* [Task] The records below are to be reproduced exactly, with the pictures left out.

Records drawn from a dataset:
"""
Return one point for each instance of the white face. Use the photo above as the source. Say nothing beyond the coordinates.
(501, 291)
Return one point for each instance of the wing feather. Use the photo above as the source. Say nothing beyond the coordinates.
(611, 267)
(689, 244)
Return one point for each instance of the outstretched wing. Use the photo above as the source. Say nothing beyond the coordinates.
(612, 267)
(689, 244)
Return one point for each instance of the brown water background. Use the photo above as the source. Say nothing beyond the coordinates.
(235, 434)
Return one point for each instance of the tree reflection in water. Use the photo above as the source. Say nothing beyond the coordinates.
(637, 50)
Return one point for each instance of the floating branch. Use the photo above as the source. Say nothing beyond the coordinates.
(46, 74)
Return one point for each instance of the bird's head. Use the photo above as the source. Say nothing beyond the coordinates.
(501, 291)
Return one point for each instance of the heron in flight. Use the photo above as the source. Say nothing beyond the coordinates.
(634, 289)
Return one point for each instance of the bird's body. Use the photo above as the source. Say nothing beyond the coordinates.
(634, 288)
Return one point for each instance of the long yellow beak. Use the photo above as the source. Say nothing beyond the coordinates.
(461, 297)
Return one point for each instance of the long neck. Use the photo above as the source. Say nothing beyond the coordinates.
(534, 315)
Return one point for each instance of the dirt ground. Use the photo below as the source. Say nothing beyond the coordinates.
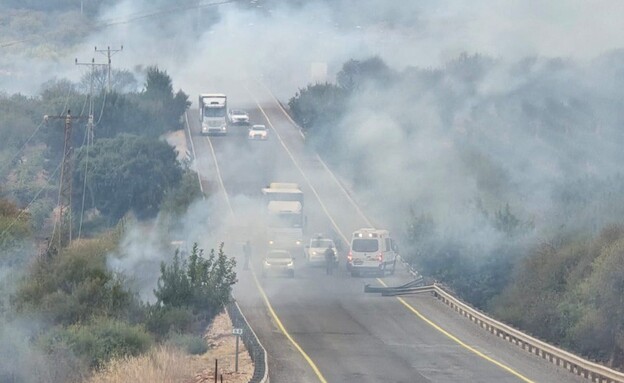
(168, 365)
(223, 347)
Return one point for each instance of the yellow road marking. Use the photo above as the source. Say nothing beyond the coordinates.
(458, 341)
(257, 282)
(285, 332)
(407, 305)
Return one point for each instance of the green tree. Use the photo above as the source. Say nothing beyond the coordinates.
(126, 173)
(75, 285)
(14, 226)
(203, 283)
(160, 104)
(599, 330)
(355, 74)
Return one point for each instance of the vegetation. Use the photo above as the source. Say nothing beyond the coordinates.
(192, 290)
(125, 173)
(516, 206)
(70, 312)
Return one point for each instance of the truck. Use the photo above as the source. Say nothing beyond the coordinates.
(372, 251)
(284, 216)
(315, 250)
(213, 113)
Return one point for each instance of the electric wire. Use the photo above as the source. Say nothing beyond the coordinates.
(30, 203)
(8, 163)
(84, 185)
(102, 109)
(131, 18)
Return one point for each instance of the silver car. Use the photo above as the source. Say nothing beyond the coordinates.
(278, 262)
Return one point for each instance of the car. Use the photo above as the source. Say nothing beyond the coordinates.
(315, 251)
(372, 251)
(238, 117)
(258, 132)
(278, 262)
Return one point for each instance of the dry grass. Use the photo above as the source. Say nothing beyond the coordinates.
(168, 365)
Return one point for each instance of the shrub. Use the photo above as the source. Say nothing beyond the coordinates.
(75, 285)
(101, 340)
(191, 344)
(163, 320)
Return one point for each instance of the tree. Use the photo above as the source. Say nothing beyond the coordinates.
(163, 109)
(355, 74)
(14, 225)
(600, 327)
(126, 173)
(203, 284)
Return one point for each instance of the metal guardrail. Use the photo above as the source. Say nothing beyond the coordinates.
(594, 372)
(575, 364)
(256, 351)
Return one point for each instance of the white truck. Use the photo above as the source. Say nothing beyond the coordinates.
(372, 251)
(285, 218)
(315, 250)
(213, 113)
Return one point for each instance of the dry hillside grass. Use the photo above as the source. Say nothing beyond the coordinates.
(168, 365)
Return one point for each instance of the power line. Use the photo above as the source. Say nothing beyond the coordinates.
(130, 19)
(109, 52)
(30, 203)
(8, 163)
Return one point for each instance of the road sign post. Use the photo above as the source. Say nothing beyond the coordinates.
(238, 332)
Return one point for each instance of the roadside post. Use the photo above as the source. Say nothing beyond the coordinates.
(238, 332)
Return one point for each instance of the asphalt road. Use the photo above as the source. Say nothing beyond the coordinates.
(325, 328)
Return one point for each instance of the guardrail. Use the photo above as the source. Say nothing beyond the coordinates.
(255, 349)
(593, 371)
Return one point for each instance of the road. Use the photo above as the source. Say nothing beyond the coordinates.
(319, 328)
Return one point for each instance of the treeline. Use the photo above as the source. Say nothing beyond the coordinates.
(499, 177)
(66, 313)
(128, 167)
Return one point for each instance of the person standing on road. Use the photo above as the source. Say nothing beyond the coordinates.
(247, 253)
(330, 259)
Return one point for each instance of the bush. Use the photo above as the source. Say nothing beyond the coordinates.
(101, 340)
(197, 285)
(75, 285)
(164, 320)
(191, 344)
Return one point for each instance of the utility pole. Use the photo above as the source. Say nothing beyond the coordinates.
(93, 65)
(109, 52)
(64, 199)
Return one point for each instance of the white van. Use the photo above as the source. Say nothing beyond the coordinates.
"""
* [Solution for this task]
Return one point for each instance of the white face. Use the photo above as the source. Say nothing beyond the coordinates.
(501, 291)
Return one point for each instance of the wing feather. Use the photo above as the source. Say nothing beyond the coordinates.
(611, 267)
(689, 244)
Return one point for each instance of the outstretched wing. Use the photo above as the source. Say nothing beyond the coordinates.
(612, 267)
(689, 244)
Return one point for each instance of the brown water background. Use the photo above as the source. Say nothing beyond the coordinates.
(235, 434)
Return one point for each instance of the tree reflection in water. Use the photo above as the source. Say nothing beyond the coordinates.
(637, 50)
Return one point for each instance of the floating branch. Use the photo above as the source. Say nothing beyond the coordinates.
(46, 74)
Return one point for each instance of the bird's head. Use the photo above as the source. Say nothing beyond the coordinates.
(501, 291)
Return one point for each instance of the heron in flight. Use the photo above as the source. Say nothing beyond the coordinates.
(634, 289)
Return one point for each instance of the bird's body. Use the photo above as the source. Say nothing beyond the coordinates.
(634, 288)
Return one point for each instance of the long yellow beak. Use the photo above as the source. Say nothing beyond the coordinates.
(461, 297)
Return one point for each instance of the long neck. Use the photo above as the source. Say nothing beyond the coordinates.
(534, 315)
Return one point for each instance of the dirt ground. Use the photo below as the source. Say nothing beyond the coordinates.
(168, 365)
(223, 347)
Return one point for each instance of the yellow road marking. Use the photo above as the source. Say nothing beyond the coordinates.
(458, 341)
(257, 282)
(285, 332)
(407, 305)
Return one point for each instance of the green tree. Use the photo above as the source. Say nothing beyond the coordinates.
(126, 173)
(75, 285)
(14, 226)
(203, 283)
(160, 104)
(599, 330)
(355, 74)
Return one point for each instance of the vegetation. Use the photo above as the source. Say nothing beyond the coordinates.
(192, 290)
(125, 173)
(516, 206)
(70, 312)
Return one point for each instance of the truck. Use the photo above as the source. Say nothing beyond the coordinates.
(372, 251)
(284, 216)
(315, 250)
(213, 113)
Return one point for each instance of the electric wire. Use the photo above as the source. Say nothing beyond the coordinates.
(30, 203)
(8, 163)
(84, 185)
(102, 109)
(131, 18)
Return one point for each instance of the silver car. Use the photo above as the source. Say nothing beyond the coordinates.
(278, 262)
Return one point for each instance of the car. Use the photo above as the source. Say nothing beyond the coordinates.
(315, 251)
(372, 251)
(238, 117)
(258, 132)
(278, 262)
Return one point for each instance of the dry grass. Use the photo above as the source. Say nothing beyond the coordinates.
(168, 365)
Return one point for each instance of the shrub. Use the photo above as the source. Say nothing beyond the coordinates.
(75, 285)
(101, 340)
(191, 344)
(163, 320)
Return one point for each instance of the tree. Use the photo above as the source. Say nothing beyond the coordinates.
(163, 109)
(355, 74)
(14, 225)
(600, 327)
(126, 173)
(203, 284)
Return one point for each instance of the metal guardrail. Use the photo above as the source. Say nothing beyond the coordinates.
(594, 372)
(575, 364)
(256, 351)
Return one point for each instance of the white truck. Use the photo above as the source. Say nothing beyond the coordinates.
(372, 251)
(285, 218)
(315, 250)
(213, 113)
Return one point for each instance of the dry hillside grass. Use the photo above as the source. Say nothing beyond the coordinates.
(168, 365)
Return one point for each instance of the power line. Use the photo above as the source. Say nothing beyond the coordinates.
(130, 19)
(109, 52)
(30, 203)
(8, 163)
Return one point for each instance of the road sign post. Use the photo above as the source. Say nothing beyond the coordinates.
(238, 332)
Return one point for each instance of the roadside post. Use the photo above as the source. Say nothing beyond the coordinates.
(238, 332)
Return one point for each instance of the asphalt road. Use the photo above as the source. Say nothing beyond the coordinates.
(325, 328)
Return one point for each instance of the guardrail. Use the photo above as the source. Say nothing beyond the coordinates.
(255, 349)
(593, 371)
Return one point for each instance of the road. Use the photo above as the source. Say nothing beyond the coordinates.
(319, 328)
Return one point for each instance of the treeline. Use the photo above as the source. Say nothing beyond the coordinates.
(499, 177)
(66, 313)
(128, 167)
Return one point for each instance of the person standing on road. Use the photo above as the source. Say nothing beyond the coordinates.
(247, 253)
(330, 259)
Return one point for each instance of the bush. Use the photo above as the source. Say nothing beyond the coordinates.
(101, 340)
(197, 285)
(75, 285)
(164, 320)
(191, 344)
Return one point for each instance of the utility pole. Use the photo above as the source. Say nothing beyond the coordinates.
(93, 65)
(109, 52)
(64, 199)
Return one point for each instance of the white van. Use the photo above as the source. Say nothing beyond the coordinates.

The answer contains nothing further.